POTONGAN DOKUMEN:
__________

Nomorsatukaltim.com – Dulu, Balikpapan tersohor dengan kebersihan dan kenyamanan kotanya. Jalanananya mulus, lalu lintas lancar, jalan-jalan bersih membuat pendatang jatuh cinta pada kota ini. Tapi, itu dulu.
Kini, pelbagai proyek fisik dikebut. Berbarengan. Dari proyek strategis nasional seperti pemasangan jargas sampai proyek ambisius penanganan banjir. Yang menjadi proyek andalan Wali Kota Balikpapan.
Namun, proyek-proyek itu seakan digarap serampangan. Jalan raya digali, tapi hanya ditambal seadanya. Jalan raya tampak kotor, bopeng-bopeng, tidak rata. Beberapa masih berlubang.
Di titik lain, sisa tanah menempel aspal. Membuat licin saat hujan mengguyur. Yang tentu membahayakan pengendara. Mengancam nyawa warga.
Yang paling disorot warga proyek DAS Ampal. Tak hanya lambat dikerjakan, tapi juga berdampak kerusakan. Dari jalan lingkungan sampai pemukiman. Bahkan kontraktornya berkali-kali ingkar janji.
Kondisi lebih parah tampak di kawasan MT Haryono. Tak hanya turunan yang kian curam, tapi desiran debu mengepul di udara, menjadi salah satu dari banyak kritik publik terhadap proyek penanganan banjir Daerah Aliran Sungai Ampal.
Mega proyek senilai Rp 136 miliar yang dikerjakan PT Fahreza Duta Perkasa, membuat warga sekitar dan pengendara yang melintas ramai-ramai mengeluh soal debu.
Dari pantauan media ini, pukul 7 pagi tadi, udara sekitar lampu merah simpang Beller menuju lampu merah simpang BDS cukup pekat. Debu bertebaran di udara.
Deru debu yang membumbung imbas dari aktivitas PT Fahreza mengeruk tanah dengan alat beratnya.
Imbas dari tanah yang berserak dan bertumpuk melapisi jalan raya.
Kata warga sekitar, pekerja Fahreza tak pernah menyiram sisa tanah itu sampai akhirnya menumpuk. Beterbangan saat roda kendaraan menggilas jalan.

__________

DATA:

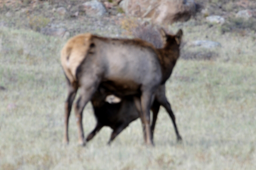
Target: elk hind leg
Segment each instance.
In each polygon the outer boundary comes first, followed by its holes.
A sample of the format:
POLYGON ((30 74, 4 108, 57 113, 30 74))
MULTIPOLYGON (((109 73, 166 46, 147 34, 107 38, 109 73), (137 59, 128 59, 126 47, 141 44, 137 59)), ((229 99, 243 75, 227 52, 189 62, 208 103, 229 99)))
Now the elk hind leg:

__________

TUGAS YANG DIKERJAKAN:
(1) Tuliskan ulang semua baris data di atas tanpa ada yang diubah, tetapi jangan sertakan gambarnya dalam jawaban.
(2) Lanjutkan artikel tentang proyek-proyek fisik di Balikpapan itu mulai dari kalimat terakhirnya.

JAWABAN BERURUTAN:
(1)
Target: elk hind leg
Segment each instance.
In each polygon the outer boundary comes first, followed by its holes.
A sample of the format:
POLYGON ((30 74, 4 108, 57 113, 30 74))
MULTIPOLYGON (((109 73, 166 46, 147 34, 107 38, 109 73), (137 59, 128 59, 126 47, 141 44, 137 59)), ((229 99, 243 75, 227 52, 189 62, 208 103, 229 99)))
Now the elk hind leg:

(2)
“Harusnya pas malam, pas sepi, ada aktivitas penyiraman, jadi tumpukan debu itu bisa dibersihkan sama pekerja,” ujarnya.
Surya, salah satu pengendara yang sering melintas mengaku, harus menahan napas untuk menerobos jalan MT Haryono. Jika sudah tak kuat, ia menyumpal hidungnya dengan baju yang dipakainya.
Ia mengeluh, saat melewati simpang lampu merah Beller hingga lampu merah BDS, pandangannya dipenuhi debu.
Selain berdebu, kata Surya, berkendara sepanjang lokasi proyek pengerukan bikin macet. Karena jalan yang tak begitu lebar harus dibagi dengan alat berat dan tumpukan material punya PT Fahreza.
“Sepanjang jalan MT Haryono banyak proyek peningkatan jalan, tapi PT Fahreza gak ada peningkatan. Kita merasakan debu dan macet setiap hari,” katanya.
Jika mengamati sepanjang jalan MT Haryono, dimulai dari simpang lampu merah Balikpapan Permai sampai menuju kawasan global sport. Banyak aktivitas proyek peningkatan jalan dari kontraktor yang berbeda.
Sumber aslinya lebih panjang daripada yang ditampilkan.